Input ▸
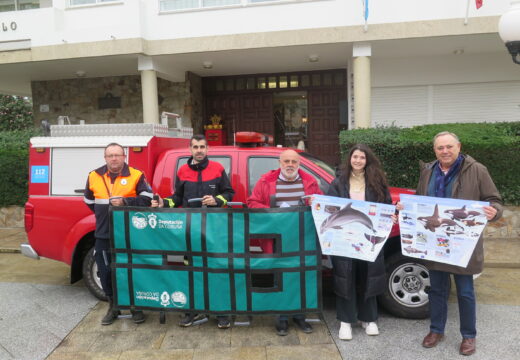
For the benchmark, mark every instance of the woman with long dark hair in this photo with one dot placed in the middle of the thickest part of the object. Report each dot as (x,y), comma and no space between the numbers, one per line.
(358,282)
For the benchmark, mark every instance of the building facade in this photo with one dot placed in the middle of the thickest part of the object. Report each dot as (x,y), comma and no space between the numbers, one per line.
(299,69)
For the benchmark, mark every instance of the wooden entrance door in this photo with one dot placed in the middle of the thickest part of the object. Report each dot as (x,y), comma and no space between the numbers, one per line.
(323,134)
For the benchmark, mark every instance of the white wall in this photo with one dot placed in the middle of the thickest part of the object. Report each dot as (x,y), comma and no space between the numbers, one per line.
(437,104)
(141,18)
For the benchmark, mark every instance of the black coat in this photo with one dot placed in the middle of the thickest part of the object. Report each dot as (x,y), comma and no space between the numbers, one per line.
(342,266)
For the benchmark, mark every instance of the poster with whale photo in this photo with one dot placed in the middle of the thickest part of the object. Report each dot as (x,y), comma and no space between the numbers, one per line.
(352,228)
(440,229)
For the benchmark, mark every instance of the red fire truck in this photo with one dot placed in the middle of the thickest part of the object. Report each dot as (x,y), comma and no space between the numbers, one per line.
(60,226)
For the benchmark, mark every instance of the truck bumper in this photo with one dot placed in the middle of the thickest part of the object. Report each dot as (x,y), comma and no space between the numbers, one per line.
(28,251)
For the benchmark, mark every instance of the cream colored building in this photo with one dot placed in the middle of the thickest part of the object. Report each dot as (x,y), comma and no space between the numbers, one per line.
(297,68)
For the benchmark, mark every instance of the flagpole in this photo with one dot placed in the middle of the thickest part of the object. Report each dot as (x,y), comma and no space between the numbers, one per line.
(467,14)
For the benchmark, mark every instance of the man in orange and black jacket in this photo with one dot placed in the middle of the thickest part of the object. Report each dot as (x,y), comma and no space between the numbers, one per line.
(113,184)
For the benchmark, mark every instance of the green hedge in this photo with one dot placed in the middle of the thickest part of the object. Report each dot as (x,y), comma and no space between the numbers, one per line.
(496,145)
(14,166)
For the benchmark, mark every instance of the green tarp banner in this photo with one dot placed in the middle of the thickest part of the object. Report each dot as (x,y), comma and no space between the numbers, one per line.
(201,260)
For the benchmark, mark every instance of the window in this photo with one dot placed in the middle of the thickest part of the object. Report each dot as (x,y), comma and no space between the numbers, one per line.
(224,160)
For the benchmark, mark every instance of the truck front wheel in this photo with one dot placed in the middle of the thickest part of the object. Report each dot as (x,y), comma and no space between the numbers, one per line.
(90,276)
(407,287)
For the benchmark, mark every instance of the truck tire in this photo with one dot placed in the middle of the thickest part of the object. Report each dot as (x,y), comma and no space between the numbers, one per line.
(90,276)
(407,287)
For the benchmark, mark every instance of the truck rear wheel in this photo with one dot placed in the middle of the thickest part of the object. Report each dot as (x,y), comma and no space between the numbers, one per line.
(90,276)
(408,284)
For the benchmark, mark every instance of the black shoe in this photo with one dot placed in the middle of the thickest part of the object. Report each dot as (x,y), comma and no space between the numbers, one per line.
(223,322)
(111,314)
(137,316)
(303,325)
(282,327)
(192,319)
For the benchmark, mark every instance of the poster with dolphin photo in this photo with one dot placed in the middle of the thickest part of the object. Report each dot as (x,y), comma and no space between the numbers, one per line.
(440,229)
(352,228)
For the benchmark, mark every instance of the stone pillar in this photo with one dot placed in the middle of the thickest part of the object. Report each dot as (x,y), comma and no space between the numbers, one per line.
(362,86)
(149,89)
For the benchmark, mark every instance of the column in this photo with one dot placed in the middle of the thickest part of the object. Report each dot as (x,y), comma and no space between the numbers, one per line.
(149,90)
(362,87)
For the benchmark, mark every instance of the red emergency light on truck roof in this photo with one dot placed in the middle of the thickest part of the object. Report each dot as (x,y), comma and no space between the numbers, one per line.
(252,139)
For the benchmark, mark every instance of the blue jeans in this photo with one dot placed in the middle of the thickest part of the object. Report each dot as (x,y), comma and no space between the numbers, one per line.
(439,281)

Task objective ▸ Repeat, exactly and only, the lines above from the one containing "For the benchmark, mark every instance of the stone" through the end of the material.

Exercise result ▸
For the benchmark, mark every instance of the stone pillar in this photo with one dot placed in the middle of the thickest part of the object. Report each dot as (x,y), comma and no space between the numbers, one per line.
(362,86)
(149,89)
For the benchmark, mark every instance of the column in this photo with one dot placed in the middle of the thickest part of the object. Report each dot as (x,y), comma and no space between the numbers, one per line.
(149,90)
(362,87)
For the benchmark, mark every instance of the red emergency light on truck roof in this photo with one dot placed in the middle of the thickest part of the object. Report each dot as (x,y), comma and no space between the numbers, one per line.
(252,139)
For the benchmark, mark every instance of the blue jeans in this photo with one dot placed in the middle of the thickest part of the object. Report each dot as (x,y), comma and no space between the numbers, one per line.
(439,281)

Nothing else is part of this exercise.